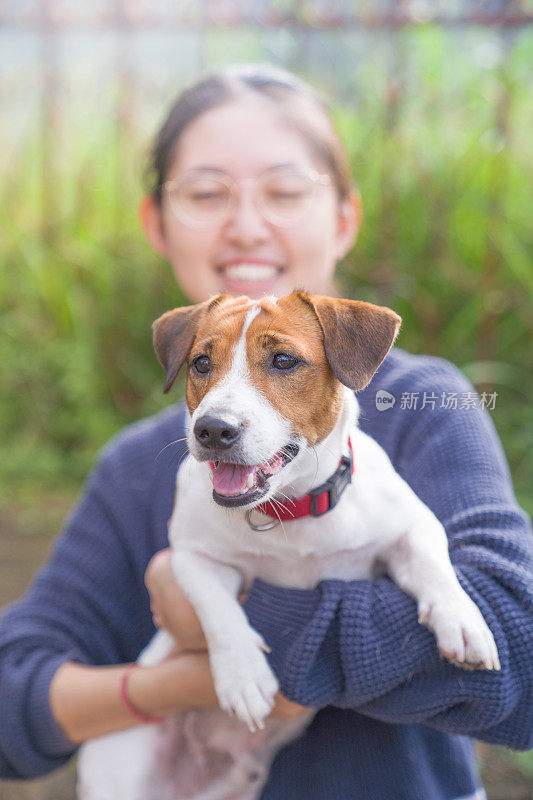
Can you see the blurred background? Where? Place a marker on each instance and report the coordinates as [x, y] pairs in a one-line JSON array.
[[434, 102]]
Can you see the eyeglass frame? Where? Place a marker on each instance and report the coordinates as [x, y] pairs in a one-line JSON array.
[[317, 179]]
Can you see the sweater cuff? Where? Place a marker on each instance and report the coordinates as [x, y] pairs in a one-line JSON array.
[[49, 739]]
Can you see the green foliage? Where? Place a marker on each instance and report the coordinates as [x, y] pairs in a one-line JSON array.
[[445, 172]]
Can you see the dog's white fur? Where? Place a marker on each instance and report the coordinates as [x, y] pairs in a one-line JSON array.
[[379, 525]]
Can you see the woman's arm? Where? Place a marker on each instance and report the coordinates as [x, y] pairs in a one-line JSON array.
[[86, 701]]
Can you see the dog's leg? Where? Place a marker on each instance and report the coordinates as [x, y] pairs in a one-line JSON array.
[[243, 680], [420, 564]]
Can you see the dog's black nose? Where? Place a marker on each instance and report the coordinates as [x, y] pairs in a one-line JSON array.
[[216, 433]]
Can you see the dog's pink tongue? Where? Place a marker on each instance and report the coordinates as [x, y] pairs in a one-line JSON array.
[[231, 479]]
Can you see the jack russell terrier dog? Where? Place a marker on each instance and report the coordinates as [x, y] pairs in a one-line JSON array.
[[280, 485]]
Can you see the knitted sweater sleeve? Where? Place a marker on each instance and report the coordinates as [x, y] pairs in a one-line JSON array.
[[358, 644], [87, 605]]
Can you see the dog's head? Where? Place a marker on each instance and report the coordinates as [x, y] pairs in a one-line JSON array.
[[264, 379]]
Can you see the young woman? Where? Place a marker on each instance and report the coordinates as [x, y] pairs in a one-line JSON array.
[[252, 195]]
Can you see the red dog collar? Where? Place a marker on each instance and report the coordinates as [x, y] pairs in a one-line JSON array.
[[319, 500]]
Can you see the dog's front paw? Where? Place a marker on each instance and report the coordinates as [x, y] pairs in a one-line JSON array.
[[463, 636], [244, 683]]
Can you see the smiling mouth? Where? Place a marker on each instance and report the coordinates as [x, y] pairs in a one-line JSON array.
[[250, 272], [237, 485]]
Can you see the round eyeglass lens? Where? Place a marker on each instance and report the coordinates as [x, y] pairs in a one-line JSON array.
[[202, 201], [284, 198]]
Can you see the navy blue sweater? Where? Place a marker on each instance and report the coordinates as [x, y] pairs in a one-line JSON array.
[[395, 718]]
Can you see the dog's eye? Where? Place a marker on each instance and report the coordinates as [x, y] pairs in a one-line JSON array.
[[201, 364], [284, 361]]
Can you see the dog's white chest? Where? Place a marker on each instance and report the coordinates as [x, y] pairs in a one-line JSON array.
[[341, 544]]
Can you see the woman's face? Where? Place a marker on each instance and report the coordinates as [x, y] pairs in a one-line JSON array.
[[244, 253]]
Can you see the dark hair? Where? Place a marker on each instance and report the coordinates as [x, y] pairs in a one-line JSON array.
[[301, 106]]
########
* _DIRECTIONS_
Each entry gets copied exactly; the pictures stay out.

* _SOLUTION_
Can you see the blurred background? Where? Place a marker on each instance and report the coordinates as [x, y] pairs in a one-line JSON array.
[[434, 102]]
Can you see the eyeglass frame? Where? Place a marker on each instance and report the coordinates as [x, y] pairs in a one-line JSON array.
[[317, 179]]
Can you see the sweater cuff? Where? Place a marker on each instance and report the coordinates as [x, y] pairs in a one-line JSON array.
[[49, 739]]
Can you see the green foliage? Where? Place a marker on each instance and report the coordinates as [x, y] pairs in a one-line JSON array.
[[445, 172]]
Can you see the dog's white fur? Where? Place a marker on each instance and report the coordinates as [x, y] pairs in a one-line JSON array.
[[379, 525]]
Can you see the woman's arm? Where? Place a marker on each instance and report the coordinates as [x, y] pairs in a one-line JSON array.
[[86, 701]]
Can you see the dog's leg? Where? Place a marker on each instance and report the coordinates as [x, y] pairs in a one-line JSON array.
[[243, 680], [420, 564]]
Can you see the dog's black nose? Where? Place a marker on each instance and report the coordinates as [x, y] pairs in a one-line JSON array.
[[216, 433]]
Can you see the dog's pink tongue? Where? Place a marker on each instance and report the coordinates as [x, y] pairs in a one-line JSON array.
[[231, 479]]
Can you see the jack russell terrier dog? Where? Place a marker on each instance and report the coordinates as [x, y] pairs in a one-line JSON array.
[[280, 485]]
Can you see the knitted sweater sleeve? Where? Place a marker on each instance and report the coordinates as [x, y] pairs in a one-line JSON array.
[[358, 644], [87, 605]]
Can you see the dog's head? Where? Place a marker on each instance and report the coordinates as [x, y] pairs in a one-line JSON array.
[[264, 379]]
Can you see the young woman? Where? Place a marker on each instance and report the coordinates as [x, y] pairs in a one-line JSON array.
[[252, 195]]
Can you see the red dog collar? Where? Place a marker on each instance and report the coordinates as [x, y] pairs in a one-line JSON array.
[[319, 500]]
Can you see the dog's front paw? Where? Place a marker on each instance and report the coordinates as [x, y] pairs in a one-line JSON array.
[[463, 636], [244, 683]]
Can you see the smiling mouth? Where? Place a marker on each instance and report the coordinates as [x, y] pairs in a one-line JSON array.
[[250, 272], [237, 485]]
Can you see the round eyeglass lens? Where? Place a marker on each instance and report the coordinates as [x, y] pairs in a one-line JSON array.
[[202, 201], [284, 198]]
Can you see the navy blue sweater? Where? Place a marker on each instance and report the coordinates as [x, y] pairs in a one-line JSON array.
[[395, 718]]
Can you see the dog's eye? Where? Place a marker on each instance and report the coordinates as [x, y] pairs in a one-line JSON array.
[[201, 364], [284, 361]]
Can you see the dog's white chest? Where? Place a marker on each instance and report the coordinates as [x, y] pairs in a one-line JSON array.
[[341, 544]]
Can you see the woman's face? Where? Place a marker on each instance and report the coordinates as [x, y] pairs in a one-line JSON array.
[[244, 253]]
Can you see the dark hair? Where? Place a marker on each instance and report the coordinates as [x, y] pairs in a one-line JSON array.
[[301, 106]]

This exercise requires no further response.